Das belegen auch Studien: Laut einer Umfrage von PwC beeinflussen soziale Faktoren wie Diversität, Inklusion und Menschenrechte die Kaufentscheidung von 40% der Verbraucher (PwC 2023). Eine weitere Studie zeigte, dass ein inklusives Arbeitsumfeld für zwei Drittel der Bewerber eine wichtige Rolle bei der Jobsuche spielt (Bain & Company 2022). Wer Barrierefreiheit und Vielfalt aktiv fördert, schafft also nicht nur bessere digitale Erlebnisse, sondern steigert gleichzeitig die Attraktivität seiner Marke – sowohl für Kunden als auch für Bewerber.

Welches Gesetz regelt digitale Barrierefreiheit in Deutschland?

^^^^

## Aufgaben
(a) Skaliere in den Zeilen ab der Zeile mit „sky in the photo above.“ bis einschließlich der letzten Zeile alle Koordinaten in den Antworten mit dem Faktor 0,7 und runde sie auf ganze Zahlen, wobei halbe Werte aufgerundet werden. Gib diese Zeilen samt den Anweisungen vollständig wieder.
(b) Schreibe den Text über digitale Barrierefreiheit an der Stelle weiter, an der er aufhört.
Der Text und die Zeilen haben inhaltlich nichts miteinander zu tun.

Annotationsdaten zur Objektposition:
^^^^

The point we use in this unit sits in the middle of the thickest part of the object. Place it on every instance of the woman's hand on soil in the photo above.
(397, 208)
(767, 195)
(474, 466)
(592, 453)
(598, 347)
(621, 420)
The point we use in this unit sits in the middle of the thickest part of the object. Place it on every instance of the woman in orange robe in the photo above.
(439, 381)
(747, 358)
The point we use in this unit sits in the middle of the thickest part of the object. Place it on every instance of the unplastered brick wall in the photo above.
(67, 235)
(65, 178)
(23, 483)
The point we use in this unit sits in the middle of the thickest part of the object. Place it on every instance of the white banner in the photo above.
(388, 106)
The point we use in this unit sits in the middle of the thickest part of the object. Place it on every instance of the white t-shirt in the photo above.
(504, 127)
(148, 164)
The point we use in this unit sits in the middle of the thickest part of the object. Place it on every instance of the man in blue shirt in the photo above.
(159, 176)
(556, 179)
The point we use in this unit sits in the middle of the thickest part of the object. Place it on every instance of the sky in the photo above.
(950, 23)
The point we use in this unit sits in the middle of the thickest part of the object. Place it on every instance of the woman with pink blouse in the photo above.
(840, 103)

^^^^

## Lösungen
(a)
The point we use in this unit sits in the middle of the thickest part of the object. Place it on every instance of the sky in the photo above.
(665, 16)
The point we use in this unit sits in the middle of the thickest part of the object. Place it on every instance of the woman with pink blouse in the photo above.
(588, 72)

(b)
Für den öffentlichen Sektor in Deutschland ist digitale Barrierefreiheit nichts Neues – ab Juni 2025 wird sie nun auch für private Unternehmen gesetzlich verpflichtend. Die wichtigsten Regelungen zum Thema sind


Behindertengleichstellungsgesetz (BGG) – Grundlage für Barrierefreiheit in Deutschland

Das Behindertengleichstellungsgesetz (BGG) soll die gleichberechtigte Teilhabe von Menschen mit Behinderungen in allen Lebensbereichen gewährleisten. Es bildet die übergeordnete rechtliche Grundlage für viele weitere Regelungen zur Barrierefreiheit, einschließlich der BITV und des BFSG.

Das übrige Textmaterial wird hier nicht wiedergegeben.